* WHAT TO PRODUCE
Please repeat every entry that follows, keeping each one exactly the same.

── PROVIDED MATERIAL

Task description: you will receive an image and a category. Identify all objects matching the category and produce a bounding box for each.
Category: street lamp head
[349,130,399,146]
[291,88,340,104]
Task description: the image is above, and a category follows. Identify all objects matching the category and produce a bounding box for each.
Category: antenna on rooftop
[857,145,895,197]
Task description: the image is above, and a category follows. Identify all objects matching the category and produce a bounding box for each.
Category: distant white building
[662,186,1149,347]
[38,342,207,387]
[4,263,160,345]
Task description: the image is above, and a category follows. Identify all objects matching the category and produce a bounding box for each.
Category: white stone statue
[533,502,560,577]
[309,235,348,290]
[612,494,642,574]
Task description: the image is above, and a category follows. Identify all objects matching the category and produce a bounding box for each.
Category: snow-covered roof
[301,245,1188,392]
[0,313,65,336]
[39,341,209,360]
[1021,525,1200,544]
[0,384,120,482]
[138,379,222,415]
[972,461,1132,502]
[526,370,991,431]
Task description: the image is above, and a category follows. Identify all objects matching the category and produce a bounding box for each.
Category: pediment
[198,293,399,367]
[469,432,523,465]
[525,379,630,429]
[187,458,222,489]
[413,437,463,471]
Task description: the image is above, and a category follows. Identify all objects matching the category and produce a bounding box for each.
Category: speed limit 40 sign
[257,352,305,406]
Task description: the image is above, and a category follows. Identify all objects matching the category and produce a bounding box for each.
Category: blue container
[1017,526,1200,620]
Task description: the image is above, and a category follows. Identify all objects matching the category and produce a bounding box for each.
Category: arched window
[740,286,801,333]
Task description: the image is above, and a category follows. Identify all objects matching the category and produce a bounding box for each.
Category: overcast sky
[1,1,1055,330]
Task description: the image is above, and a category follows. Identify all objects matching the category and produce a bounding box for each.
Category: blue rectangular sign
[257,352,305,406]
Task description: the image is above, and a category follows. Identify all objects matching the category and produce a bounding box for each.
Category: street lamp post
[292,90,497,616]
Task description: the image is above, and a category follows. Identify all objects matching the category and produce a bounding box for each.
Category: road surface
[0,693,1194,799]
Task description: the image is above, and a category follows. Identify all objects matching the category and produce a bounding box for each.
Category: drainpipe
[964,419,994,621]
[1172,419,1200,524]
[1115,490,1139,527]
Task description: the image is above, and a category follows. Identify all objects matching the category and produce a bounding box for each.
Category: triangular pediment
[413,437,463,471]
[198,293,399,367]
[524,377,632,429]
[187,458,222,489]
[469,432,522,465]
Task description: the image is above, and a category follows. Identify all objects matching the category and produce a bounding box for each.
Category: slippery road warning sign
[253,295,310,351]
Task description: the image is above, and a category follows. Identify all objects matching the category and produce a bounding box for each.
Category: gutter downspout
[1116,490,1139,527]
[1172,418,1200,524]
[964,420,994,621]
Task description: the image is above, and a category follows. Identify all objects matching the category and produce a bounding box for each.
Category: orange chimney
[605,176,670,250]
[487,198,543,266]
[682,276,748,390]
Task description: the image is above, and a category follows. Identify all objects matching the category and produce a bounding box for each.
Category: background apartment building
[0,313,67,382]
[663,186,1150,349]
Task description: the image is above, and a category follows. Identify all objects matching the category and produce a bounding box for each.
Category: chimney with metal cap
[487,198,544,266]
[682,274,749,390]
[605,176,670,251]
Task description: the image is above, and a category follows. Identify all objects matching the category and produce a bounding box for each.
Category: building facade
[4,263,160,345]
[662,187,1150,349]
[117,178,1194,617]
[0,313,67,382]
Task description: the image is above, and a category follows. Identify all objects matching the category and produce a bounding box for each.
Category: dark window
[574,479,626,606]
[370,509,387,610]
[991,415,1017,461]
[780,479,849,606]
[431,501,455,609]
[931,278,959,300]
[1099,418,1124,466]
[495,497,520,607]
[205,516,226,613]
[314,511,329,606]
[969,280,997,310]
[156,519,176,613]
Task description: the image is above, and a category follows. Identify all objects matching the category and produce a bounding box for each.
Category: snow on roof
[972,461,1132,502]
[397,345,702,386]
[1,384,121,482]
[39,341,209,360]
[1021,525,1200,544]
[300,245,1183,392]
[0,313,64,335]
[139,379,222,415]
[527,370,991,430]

────

* RESPONSE TO THE TASK
Task description: you will receive an image and a category. Identify all objects matching the category and produce a bounding box for each.
Category: street lamp head
[349,130,399,146]
[291,88,340,104]
Task description: the image is above, and a category follows. Identify all objects matching the category and produce a bounding box for each.
Category: antenna on rooftop
[857,145,895,197]
Task description: the image is above, and a category follows. Identify all objects matching the category and produce a bounding box for each.
Category: distant white building
[662,186,1149,347]
[38,342,207,387]
[4,263,160,345]
Task description: the image is above, and a category follows. Identify all objects matching the category and produce a bounding box for each.
Category: white stone statue
[533,502,560,577]
[309,235,348,290]
[612,494,642,574]
Task description: the image is above, and a category follows. Identify all objects matching the category and produce a bounding box for each.
Category: snow-covered roof
[301,245,1188,392]
[0,313,65,336]
[39,341,209,360]
[1021,525,1200,544]
[0,384,120,482]
[138,379,222,415]
[972,461,1132,502]
[526,370,991,431]
Task description: the image is above, and a category follows. Identify all objects matching the category and produce a bounding box for each.
Category: pediment
[198,293,399,367]
[469,432,523,465]
[525,379,630,429]
[187,458,222,489]
[413,437,463,471]
Task description: the image is above, and a category follows. Identify all objects matching the category and produce a bounding box for each.
Category: speed limit 40 sign
[257,352,305,406]
Task description: the image is above, and a category follows. Identify all objects matching the category and produce a bounding box for each.
Category: blue container
[1017,526,1200,620]
Task description: the image is above, and a category follows. Identify all objects matching the category and produce a bounding box for each.
Category: arched window
[740,286,801,333]
Task description: the image is above, and a category follows. Identify all objects matching the category and produce a bounding box for each.
Category: overcast sky
[1,1,1055,330]
Task description: the image is above, and a category follows. Identify all objects matching the category and produce a bounding box for each.
Category: blue rectangular sign
[257,352,305,406]
Task description: the image is above, and a category follows. Identify all objects matching the category and produce a bounding box for each.
Category: street lamp post
[292,90,497,616]
Task description: the image is above, and a category follows. Identify all objects matching the category and produce a bounding box for each.
Category: road surface
[0,693,1194,799]
Task description: the image is above, and a category follows. Identify all objects matching the category and produce a bounding box for each.
Category: drainpipe
[964,419,994,621]
[1172,419,1200,524]
[1115,490,1139,527]
Task description: the image is above, and a category follows. Identify all objects matching the category and produce a bounding box for each.
Category: triangular pediment
[413,437,463,471]
[198,293,399,367]
[524,377,632,429]
[187,458,222,489]
[469,432,522,465]
Task description: the image is above, and a category follows. Identify all objects matching the category and produce a bounding box for each.
Category: slippery road warning sign
[253,295,310,351]
Task description: the image is above, and a category follows. Identify all objects matching the category and produce a bounding box for each.
Category: gutter downspout
[1116,490,1139,527]
[1172,418,1200,524]
[964,420,994,621]
Task description: the image is above, and a category follows. Identify all objects matching the category and produce a bounding box for each.
Category: orange chimney
[605,176,670,250]
[487,198,543,266]
[682,276,748,390]
Task description: the image is above, and a category follows. Identify all objects matching the category and produce a bounding box for each.
Category: background apartment building
[0,313,67,382]
[663,186,1150,349]
Task description: the image is above, and a category follows. Identify all objects matching the category and produce a bounding box for each.
Category: chimney with metal cap
[487,198,544,266]
[682,274,749,390]
[605,176,670,251]
Task description: the image is above, and a category follows. Identify all objects matching the category and produce a bounding box for each.
Category: building facade
[4,263,160,345]
[662,187,1150,349]
[117,178,1194,617]
[0,313,67,382]
Task description: the image is above, and a category follows. Identify all objects matching the category and produce a bounding box for each.
Category: dark window
[574,479,626,606]
[370,509,387,610]
[991,415,1017,461]
[780,479,849,606]
[431,501,455,609]
[931,278,959,300]
[1099,418,1124,466]
[495,497,520,607]
[205,516,226,613]
[314,511,329,606]
[969,280,997,310]
[156,519,176,613]
Task description: the image is above, and a category follows. Identify all objects matching the category and produce a bounding box for each.
Category: snow on roof
[972,461,1132,502]
[397,345,702,386]
[1,384,121,482]
[39,341,209,360]
[1021,525,1200,544]
[300,245,1183,392]
[0,313,64,335]
[139,379,222,415]
[527,370,991,430]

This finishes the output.